[Records from a point labeling set]
— START —

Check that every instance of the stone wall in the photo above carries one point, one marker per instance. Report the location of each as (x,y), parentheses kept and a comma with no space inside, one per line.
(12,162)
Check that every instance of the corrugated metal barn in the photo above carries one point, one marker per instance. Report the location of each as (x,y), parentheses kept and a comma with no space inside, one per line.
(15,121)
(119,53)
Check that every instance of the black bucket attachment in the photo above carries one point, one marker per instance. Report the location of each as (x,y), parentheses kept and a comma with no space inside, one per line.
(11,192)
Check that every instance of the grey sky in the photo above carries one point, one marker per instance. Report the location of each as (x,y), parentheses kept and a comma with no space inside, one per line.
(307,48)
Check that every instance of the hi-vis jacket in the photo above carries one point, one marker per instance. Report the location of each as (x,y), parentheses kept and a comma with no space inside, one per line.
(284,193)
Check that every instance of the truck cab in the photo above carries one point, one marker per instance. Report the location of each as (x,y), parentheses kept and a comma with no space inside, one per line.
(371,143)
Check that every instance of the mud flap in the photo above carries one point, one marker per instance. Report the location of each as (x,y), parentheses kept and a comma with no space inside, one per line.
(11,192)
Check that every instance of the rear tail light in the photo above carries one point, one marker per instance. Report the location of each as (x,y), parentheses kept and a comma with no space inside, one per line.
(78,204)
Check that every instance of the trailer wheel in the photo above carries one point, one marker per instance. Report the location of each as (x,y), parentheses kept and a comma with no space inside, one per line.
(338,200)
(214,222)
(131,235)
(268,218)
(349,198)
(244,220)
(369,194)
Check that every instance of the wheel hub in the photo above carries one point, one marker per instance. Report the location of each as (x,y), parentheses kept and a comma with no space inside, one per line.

— END —

Set problem:
Update the records above by changing every occurrence of "one per line" to "one on each line" and leaving the rest as it is.

Response:
Check that every instance of the stone wall in the photo above carries one point, one marker per instance. Report the location of each as (x,y), parentheses kept and a comma with no space inside, one on each line.
(12,162)
Check that every instance of the corrugated metal barn in the photo above carries one point, one marker per instance. Report the location of each as (x,y), parentheses kept and a comma with no space inside, one on each line.
(15,121)
(119,53)
Check that every instance of the black bucket attachment in the photo above carries one point, one marker per instance. Report the location of each as (x,y), parentheses kept and a comma with no space inside, one on each line.
(11,192)
Check that every instance of the grey sky in the photo above carries one point, one marker per instance. Report the location of each as (x,y), parentheses kept and a comma with no space inside, one on each line.
(307,48)
Check that every instance of the hi-vis jacket in the photo above carries one point, one marker per instance. Report the location of each as (x,y), parentheses kept and a comma with no space inside, one on each line.
(284,193)
Check that every instance of the truck cab in the photo above carries one point, one marker per instance. Report the location of each as (x,y), parentheses kept and a comma with no space inside, one on each line.
(371,143)
Check that every instance of the mud flap in the photo above carries one point, one marker per instance. Report the location of each as (x,y), parentheses kept and a comma with no space inside, one on each line.
(11,192)
Check that every instance of the rear tail light in the photo above carries one point, one marker per instance. Report the location of each as (x,y), parentheses kept and a comma with no space inside, one on each line.
(78,204)
Check that every instance of the trailer wheel in the photo above carries one point, one marker per instance. Report the location of each as (x,y), parentheses kept and a comma with no space inside, one on each line.
(338,200)
(214,222)
(131,235)
(268,218)
(349,198)
(244,220)
(369,194)
Check that every instance of the wheel hub in the photo above carries one point, one marker per instance. Report the location of each as (x,y), parentheses kept and a comma with no space inside, one on each line.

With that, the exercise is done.